— SUPPLIED TEXT —
Skip to main content

Connecting External Data Sources and Sinks

Use CREATE TABLE statements to connect external data sources and sinks with your SQRL script using the WITH clause to provide connector configuration.

DataSQRL uses Apache Flink connectors and formats. To find a connector for your data system, use:

Connector Management

The best practice for managing connectors in your DataSQRL project is to create a folder for each system that you are connecting to and place all source or sink CREATE TABLE statements in separate files ending in .table.sql in that folder. You can then import from and export to those sources and sinks in the SQRL script.

For example, to ingest data from the User and Transaction topics of a Kafka cluster, you would:

  1. Create a sub-directory kafka-sources in your project directory that contains your SQRL script
  2. Create two files user.table.sql and transaction.table.sql.
  3. Each file contains a CREATE TABLE statement that defines columns for each field in the message and a WITH clause that contains the connector configuration. They will look like this:
CREATE TABLE User (
user_id BIGINT,
user_name STRING,
last_updated TIMESTAMP_LTZ(3) NOT NULL METADATA FROM 'timestamp',
WATERMARK FOR last_updated AS last_updated - INTERVAL '1' SECOND
WATERMARK
) WITH (
'connector' = 'kafka',
'topic' = 'user',
'properties.bootstrap.servers' = 'localhost:9092',
'properties.group.id' = 'user-consumer-group',
'scan.startup.mode' = 'earliest-offset',
'format' = 'avro',
);
  1. Import those sources into your SQRL script with IMPORT kafak-sources.User;
  2. Keep sources and sinks in separate folders (e.g. kafka-sink)

By following this structure, you modularize your sources and sinks from your processing logic which makes it easier to read and maintain.

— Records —
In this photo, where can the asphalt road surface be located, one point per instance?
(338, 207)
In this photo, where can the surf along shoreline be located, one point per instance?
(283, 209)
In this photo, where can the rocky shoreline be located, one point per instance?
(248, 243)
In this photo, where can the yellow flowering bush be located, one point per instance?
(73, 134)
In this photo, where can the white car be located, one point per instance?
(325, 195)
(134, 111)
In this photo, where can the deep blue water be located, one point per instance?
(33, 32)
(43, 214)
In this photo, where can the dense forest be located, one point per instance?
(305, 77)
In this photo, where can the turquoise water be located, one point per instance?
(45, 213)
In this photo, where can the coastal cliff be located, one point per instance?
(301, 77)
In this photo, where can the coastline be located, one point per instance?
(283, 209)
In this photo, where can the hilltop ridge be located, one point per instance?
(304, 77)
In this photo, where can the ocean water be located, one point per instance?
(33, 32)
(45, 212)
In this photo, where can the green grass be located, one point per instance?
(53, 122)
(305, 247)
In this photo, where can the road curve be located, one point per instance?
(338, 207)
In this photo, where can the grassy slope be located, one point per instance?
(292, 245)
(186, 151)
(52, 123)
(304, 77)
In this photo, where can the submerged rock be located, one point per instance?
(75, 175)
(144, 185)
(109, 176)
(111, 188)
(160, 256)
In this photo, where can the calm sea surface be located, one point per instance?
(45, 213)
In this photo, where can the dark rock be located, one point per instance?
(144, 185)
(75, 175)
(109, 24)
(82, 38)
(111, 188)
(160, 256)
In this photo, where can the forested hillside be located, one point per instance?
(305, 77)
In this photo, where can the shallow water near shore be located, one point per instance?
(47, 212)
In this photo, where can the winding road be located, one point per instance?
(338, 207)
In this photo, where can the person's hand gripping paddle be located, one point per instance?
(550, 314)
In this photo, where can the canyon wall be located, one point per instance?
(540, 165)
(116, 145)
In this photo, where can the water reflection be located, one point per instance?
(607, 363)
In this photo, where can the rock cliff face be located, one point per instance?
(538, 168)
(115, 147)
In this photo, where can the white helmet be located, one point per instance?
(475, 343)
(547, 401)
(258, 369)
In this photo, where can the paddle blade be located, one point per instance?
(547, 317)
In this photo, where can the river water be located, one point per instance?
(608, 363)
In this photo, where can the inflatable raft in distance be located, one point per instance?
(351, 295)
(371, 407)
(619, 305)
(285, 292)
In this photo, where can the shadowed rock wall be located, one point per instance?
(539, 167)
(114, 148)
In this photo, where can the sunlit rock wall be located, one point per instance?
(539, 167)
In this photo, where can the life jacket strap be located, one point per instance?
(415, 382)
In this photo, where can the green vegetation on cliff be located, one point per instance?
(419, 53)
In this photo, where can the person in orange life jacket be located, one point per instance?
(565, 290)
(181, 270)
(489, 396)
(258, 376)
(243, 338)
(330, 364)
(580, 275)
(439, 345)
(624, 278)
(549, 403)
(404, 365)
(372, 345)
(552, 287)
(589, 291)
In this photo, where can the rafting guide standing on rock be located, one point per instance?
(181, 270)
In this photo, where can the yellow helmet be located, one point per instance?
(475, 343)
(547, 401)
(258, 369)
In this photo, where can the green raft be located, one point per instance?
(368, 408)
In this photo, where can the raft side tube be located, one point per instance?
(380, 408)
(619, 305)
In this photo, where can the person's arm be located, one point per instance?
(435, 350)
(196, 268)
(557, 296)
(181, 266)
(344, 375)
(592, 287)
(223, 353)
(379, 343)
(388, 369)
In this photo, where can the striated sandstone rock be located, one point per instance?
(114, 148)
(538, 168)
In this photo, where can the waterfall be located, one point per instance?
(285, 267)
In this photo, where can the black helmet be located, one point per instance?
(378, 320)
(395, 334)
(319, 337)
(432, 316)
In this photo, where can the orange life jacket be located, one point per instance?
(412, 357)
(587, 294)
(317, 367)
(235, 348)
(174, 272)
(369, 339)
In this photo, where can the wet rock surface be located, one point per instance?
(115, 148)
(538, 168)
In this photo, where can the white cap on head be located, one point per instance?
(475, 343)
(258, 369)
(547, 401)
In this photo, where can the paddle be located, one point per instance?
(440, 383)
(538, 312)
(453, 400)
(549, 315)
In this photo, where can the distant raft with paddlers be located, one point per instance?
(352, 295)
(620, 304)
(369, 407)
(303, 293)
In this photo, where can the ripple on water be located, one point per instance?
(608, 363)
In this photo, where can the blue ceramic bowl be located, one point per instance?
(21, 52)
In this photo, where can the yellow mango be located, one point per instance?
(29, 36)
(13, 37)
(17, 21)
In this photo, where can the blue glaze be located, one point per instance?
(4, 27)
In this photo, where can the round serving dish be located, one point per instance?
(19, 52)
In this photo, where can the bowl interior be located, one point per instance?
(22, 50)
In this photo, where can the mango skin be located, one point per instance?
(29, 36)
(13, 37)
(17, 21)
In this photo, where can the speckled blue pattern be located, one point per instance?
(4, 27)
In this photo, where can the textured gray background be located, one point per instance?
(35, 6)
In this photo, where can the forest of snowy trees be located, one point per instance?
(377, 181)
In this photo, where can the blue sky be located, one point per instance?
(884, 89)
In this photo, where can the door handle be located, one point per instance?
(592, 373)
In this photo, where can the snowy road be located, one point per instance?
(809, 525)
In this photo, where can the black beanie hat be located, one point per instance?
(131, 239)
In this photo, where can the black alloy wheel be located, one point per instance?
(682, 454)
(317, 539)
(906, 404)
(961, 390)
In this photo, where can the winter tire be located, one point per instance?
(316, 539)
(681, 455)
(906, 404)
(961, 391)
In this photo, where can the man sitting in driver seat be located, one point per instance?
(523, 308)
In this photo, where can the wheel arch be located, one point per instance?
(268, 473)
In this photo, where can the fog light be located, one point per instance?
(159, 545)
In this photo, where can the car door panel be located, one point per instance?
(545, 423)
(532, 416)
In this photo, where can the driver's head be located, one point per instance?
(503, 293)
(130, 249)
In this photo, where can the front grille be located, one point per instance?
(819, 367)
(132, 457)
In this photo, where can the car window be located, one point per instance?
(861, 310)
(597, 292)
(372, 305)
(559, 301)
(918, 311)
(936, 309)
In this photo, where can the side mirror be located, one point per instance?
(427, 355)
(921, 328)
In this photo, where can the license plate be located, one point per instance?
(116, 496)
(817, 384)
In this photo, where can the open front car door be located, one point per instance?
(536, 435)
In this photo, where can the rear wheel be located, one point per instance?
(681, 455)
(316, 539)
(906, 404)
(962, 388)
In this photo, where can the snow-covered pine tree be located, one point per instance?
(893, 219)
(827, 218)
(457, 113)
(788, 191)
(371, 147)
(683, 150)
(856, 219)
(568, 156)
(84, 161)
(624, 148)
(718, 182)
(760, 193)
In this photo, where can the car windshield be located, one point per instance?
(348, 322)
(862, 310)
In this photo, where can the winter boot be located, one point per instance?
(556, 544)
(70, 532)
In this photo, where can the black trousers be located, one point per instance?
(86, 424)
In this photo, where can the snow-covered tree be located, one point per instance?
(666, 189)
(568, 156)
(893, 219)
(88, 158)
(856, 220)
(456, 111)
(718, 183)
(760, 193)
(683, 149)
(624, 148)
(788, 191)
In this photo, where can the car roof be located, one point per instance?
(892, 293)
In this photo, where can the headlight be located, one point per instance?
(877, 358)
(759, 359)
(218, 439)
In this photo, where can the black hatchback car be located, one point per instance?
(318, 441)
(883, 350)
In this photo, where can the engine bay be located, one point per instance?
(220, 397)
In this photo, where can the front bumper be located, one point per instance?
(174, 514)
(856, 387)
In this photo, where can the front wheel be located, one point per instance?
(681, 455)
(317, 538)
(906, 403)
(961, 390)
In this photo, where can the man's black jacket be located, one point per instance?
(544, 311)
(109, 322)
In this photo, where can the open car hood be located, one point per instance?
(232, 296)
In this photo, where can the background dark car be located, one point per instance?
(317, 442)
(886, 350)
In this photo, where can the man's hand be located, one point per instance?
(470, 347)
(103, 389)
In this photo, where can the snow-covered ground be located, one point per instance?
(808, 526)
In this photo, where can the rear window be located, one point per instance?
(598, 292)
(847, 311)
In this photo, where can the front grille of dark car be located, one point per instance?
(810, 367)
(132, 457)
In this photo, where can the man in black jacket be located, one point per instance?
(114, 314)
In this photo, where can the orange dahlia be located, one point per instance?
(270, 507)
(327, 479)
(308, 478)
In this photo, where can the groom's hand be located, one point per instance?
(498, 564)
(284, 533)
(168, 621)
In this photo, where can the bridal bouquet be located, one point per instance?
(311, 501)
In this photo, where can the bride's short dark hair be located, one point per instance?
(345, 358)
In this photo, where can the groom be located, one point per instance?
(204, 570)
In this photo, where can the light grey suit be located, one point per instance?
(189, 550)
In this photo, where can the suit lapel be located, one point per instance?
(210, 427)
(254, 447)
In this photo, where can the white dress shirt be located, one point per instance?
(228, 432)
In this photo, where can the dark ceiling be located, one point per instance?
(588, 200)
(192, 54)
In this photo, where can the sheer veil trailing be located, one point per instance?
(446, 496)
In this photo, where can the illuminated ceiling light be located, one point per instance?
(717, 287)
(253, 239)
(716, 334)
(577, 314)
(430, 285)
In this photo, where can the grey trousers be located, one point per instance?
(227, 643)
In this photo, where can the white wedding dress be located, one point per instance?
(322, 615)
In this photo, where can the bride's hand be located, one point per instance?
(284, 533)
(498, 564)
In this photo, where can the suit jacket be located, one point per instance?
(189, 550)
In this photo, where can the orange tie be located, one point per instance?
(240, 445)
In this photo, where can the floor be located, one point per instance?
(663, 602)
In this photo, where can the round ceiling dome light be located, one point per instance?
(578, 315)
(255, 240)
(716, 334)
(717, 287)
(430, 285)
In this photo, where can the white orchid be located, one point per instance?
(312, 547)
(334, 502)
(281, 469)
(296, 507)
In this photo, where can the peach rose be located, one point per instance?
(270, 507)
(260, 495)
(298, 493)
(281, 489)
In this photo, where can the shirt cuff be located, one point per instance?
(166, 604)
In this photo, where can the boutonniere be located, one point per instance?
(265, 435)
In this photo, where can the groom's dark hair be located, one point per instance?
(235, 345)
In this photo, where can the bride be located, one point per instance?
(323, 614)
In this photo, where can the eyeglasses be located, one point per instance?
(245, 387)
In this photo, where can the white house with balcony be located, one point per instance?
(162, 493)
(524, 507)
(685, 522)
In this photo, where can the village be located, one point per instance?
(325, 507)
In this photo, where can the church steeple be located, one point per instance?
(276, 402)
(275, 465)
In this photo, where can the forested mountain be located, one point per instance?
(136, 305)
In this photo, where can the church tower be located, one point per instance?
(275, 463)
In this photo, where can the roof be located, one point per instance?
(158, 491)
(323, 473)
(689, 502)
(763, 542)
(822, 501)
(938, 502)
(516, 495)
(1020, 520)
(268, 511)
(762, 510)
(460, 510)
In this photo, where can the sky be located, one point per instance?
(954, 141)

— WHAT TO WORK ON —
• A. In the CREATE TABLE User example on the page about external data sources and sinks, which configuration keys appear inside the WITH clause?
• B. Collect every row that contains the word "yellow".
The page on external data sources and sinks and the rows are unrelated material.

— REPLIES —
• A.
- 'connector'
- 'topic'
- 'properties.bootstrap.servers'
- 'properties.group.id'
- 'scan.startup.mode'
- 'format'

• B.
In this photo, where can the yellow flowering bush be located, one point per instance?
In this photo, where can the yellow helmet be located, one point per instance?
In this photo, where can the yellow mango be located, one point per instance?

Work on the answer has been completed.